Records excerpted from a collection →
⁂
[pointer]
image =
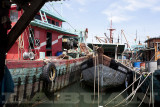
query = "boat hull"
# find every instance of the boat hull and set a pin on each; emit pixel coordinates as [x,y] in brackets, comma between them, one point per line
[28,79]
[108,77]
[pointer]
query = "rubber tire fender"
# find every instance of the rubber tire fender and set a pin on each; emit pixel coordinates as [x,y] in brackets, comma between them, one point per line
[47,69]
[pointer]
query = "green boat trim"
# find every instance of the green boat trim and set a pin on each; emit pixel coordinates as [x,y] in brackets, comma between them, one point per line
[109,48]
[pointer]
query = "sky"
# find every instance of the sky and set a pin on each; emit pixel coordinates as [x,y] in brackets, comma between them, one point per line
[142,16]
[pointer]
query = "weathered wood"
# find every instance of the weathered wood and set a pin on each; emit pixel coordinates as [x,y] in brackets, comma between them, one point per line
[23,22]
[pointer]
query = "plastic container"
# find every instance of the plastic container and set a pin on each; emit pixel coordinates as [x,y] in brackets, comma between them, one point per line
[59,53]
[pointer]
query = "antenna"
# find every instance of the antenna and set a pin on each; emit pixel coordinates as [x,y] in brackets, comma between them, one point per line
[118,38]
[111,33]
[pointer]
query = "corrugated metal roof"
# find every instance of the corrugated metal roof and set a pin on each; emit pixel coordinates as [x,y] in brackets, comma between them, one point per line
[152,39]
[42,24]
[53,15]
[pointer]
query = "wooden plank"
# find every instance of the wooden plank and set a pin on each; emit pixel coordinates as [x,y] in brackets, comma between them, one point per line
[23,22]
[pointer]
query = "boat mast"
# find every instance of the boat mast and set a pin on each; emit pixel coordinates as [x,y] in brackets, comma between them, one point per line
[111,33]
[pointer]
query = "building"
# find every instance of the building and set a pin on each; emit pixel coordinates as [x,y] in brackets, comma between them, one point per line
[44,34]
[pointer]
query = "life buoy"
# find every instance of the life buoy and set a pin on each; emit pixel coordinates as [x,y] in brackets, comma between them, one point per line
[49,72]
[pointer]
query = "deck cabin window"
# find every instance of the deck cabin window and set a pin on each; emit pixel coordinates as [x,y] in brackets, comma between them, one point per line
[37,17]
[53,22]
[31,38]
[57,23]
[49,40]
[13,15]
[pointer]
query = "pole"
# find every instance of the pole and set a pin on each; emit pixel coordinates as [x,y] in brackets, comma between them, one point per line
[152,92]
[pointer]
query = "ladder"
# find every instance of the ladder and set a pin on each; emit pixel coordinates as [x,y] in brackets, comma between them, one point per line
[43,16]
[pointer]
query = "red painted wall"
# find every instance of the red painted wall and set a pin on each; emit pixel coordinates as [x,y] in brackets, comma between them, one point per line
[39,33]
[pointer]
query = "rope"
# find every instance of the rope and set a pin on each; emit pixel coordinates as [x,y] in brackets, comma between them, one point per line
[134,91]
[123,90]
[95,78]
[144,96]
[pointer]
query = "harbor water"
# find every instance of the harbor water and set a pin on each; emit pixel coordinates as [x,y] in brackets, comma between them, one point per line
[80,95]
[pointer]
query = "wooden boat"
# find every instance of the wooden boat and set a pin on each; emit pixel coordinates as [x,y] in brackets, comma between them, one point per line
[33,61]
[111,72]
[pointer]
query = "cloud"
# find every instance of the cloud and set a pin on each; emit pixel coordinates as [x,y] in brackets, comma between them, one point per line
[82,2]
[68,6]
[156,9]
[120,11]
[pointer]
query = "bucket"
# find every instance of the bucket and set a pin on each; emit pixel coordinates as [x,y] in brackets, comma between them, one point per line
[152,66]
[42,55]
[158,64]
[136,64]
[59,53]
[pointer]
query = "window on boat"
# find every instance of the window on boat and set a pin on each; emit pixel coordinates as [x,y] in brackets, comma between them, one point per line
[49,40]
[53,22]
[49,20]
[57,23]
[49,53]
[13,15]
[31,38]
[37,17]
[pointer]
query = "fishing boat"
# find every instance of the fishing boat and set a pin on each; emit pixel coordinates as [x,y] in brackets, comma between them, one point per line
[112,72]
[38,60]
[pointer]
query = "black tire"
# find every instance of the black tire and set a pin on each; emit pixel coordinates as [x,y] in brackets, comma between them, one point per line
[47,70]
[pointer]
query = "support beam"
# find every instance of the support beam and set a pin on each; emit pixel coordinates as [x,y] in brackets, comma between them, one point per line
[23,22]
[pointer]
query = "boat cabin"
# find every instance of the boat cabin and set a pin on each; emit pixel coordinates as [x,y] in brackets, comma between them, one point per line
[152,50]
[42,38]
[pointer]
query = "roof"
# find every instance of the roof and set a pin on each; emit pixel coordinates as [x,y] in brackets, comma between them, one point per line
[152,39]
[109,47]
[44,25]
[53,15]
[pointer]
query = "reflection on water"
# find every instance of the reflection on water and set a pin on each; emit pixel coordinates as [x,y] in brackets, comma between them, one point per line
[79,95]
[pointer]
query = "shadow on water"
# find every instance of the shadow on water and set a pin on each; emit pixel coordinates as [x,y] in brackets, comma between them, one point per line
⁂
Repeat verbatim all the material, but not the pictures.

[pointer]
image =
query = "boat hull"
# find every instance of the boat hull and set a pin on each; emit pixel coordinates as [x,y] in brackets, comma between them, one point per line
[28,79]
[108,77]
[pointer]
query = "rubber tire fender"
# find every instance of the rubber tire fender and set a pin on each; emit pixel coordinates as [x,y] in brackets, comma between them, one point per line
[47,69]
[pointer]
query = "green boat trim"
# find every instance of the green boat trim and set a pin on each; emit pixel coordinates as [x,y] in brackets, comma between them, one point per line
[109,48]
[pointer]
query = "sky"
# find every instance of the sky and set a pin on each; emit pixel coordinates as [x,y] in brackets, comma between them, one point per line
[142,16]
[pointer]
query = "weathered wood"
# find every instance of the weathered wood and set a pin on each; emit pixel coordinates as [x,y] in brackets, comma between them, one point per line
[23,22]
[pointer]
query = "plastic container"
# find every instance of the plastic container and set a pin on each; emit pixel coordinates as [x,y] in brackets, comma between them, one point per line
[59,53]
[pointer]
query = "antenna"
# find every instance of the antenna and set a pin on each; emit pixel coordinates as [x,y] in brackets, comma between them, one point per line
[118,38]
[111,33]
[pointer]
query = "corrugated metal roof"
# find every instance of the corrugated metal roof and set a pin on each; emit pixel coordinates as [x,y] in brackets, comma between them, one point per line
[152,39]
[42,24]
[53,15]
[pointer]
query = "wooden plank"
# find every instance of the wooden plank and set a pin on each; emit pixel coordinates as [x,y] in brackets, comma between them, one point per line
[23,22]
[pointer]
query = "boat mast"
# find every instance of the boat mast and set a pin on each; emit pixel coordinates as [x,y] in brackets, comma between them, one point per line
[111,33]
[pointer]
query = "building"
# find every instance of the building and set a pin on each; emit pixel coordinates as [x,y] in brackets, comma between them, one point per line
[44,34]
[pointer]
query = "life buoy"
# find every instance of the life buoy and set a pin on each; emit pixel coordinates as [x,y] in brackets, comma between them, one point per line
[49,72]
[pointer]
query = "deck cabin window"
# find every instance of the deck cabin window and set a pin on each; emit pixel coordinates as [x,y] in brackets, comma between them, one point per line
[37,17]
[53,22]
[31,38]
[57,23]
[49,40]
[13,15]
[pointer]
query = "pole"
# find every instance of the pole and set a pin on each; emit pixel coordinates as [x,y] in brackets, comma between them, one point per line
[152,92]
[pointer]
query = "ladder"
# find every instance of the ladder and set a pin on each; emit pixel coordinates as [x,y] in brackets, comma between them, one point per line
[43,16]
[pointer]
query = "red painted wall"
# find every instance of the red painted wall and set a pin on each; emit pixel coordinates as [x,y] in brackets, comma between them, one point per line
[39,33]
[pointer]
query = "rope"
# find every instance of the rope and set a pin on each; emit pixel coordinates as [x,y] in brackets, comma between them, one point per line
[134,91]
[123,90]
[95,78]
[144,96]
[pointer]
query = "harbor water"
# find every instance of the harbor water and set a pin on each; emit pixel coordinates as [x,y] in brackets, comma between them, one point per line
[80,95]
[pointer]
query = "wooden boat"
# find every instance of the wooden boat and set a pin on each; emit pixel coordinates as [x,y] in brackets, comma between them, one point per line
[33,61]
[111,72]
[pointer]
query = "cloud"
# find every instance of the cloud and set a pin on each; emit pixel coordinates as [x,y] in brackets, comma between them, one point per line
[82,2]
[68,6]
[156,9]
[120,11]
[pointer]
query = "bucket"
# find every instance of the bucket and set a pin on each; emit pixel coordinates as [x,y] in brackets, comma between them, one point per line
[152,66]
[42,55]
[158,64]
[136,64]
[59,53]
[pointer]
query = "window on boat"
# find every instance of the window on boat and set a pin on each; emit pixel coordinates as [x,y] in brackets, comma between them, one point per line
[49,40]
[53,22]
[49,20]
[57,23]
[49,53]
[13,15]
[31,38]
[37,17]
[pointer]
query = "fishing boat"
# find every instance of the fishing boat and set a pin on each; emit pixel coordinates as [x,y] in brackets, comma between them, one point per line
[112,72]
[38,60]
[pointer]
query = "black tire"
# find every instance of the black tire and set a pin on each; emit pixel coordinates as [x,y] in brackets, comma between them, one point per line
[47,70]
[pointer]
query = "support beam"
# find every instance of the support beam and set a pin on each; emit pixel coordinates as [x,y] in brackets, comma between them, one point per line
[23,22]
[pointer]
query = "boat cabin"
# find every instance of the boat cabin and set a pin on each; emit pixel coordinates as [x,y] in brackets, comma between them, one point per line
[152,50]
[42,38]
[pointer]
query = "roof"
# find every instance of the roof and set a pin on each; emit pixel coordinates as [x,y] in brackets, comma between them, one point per line
[152,39]
[109,47]
[44,25]
[53,15]
[pointer]
query = "reflection on water"
# find every instance of the reflection on water and set a pin on each; emit pixel coordinates as [x,y] in brackets, comma between them, one point per line
[79,95]
[pointer]
query = "shadow on water"
# find every instance of the shadow on water and set a pin on each; emit pixel coordinates as [x,y] in brackets, comma between them, one point per line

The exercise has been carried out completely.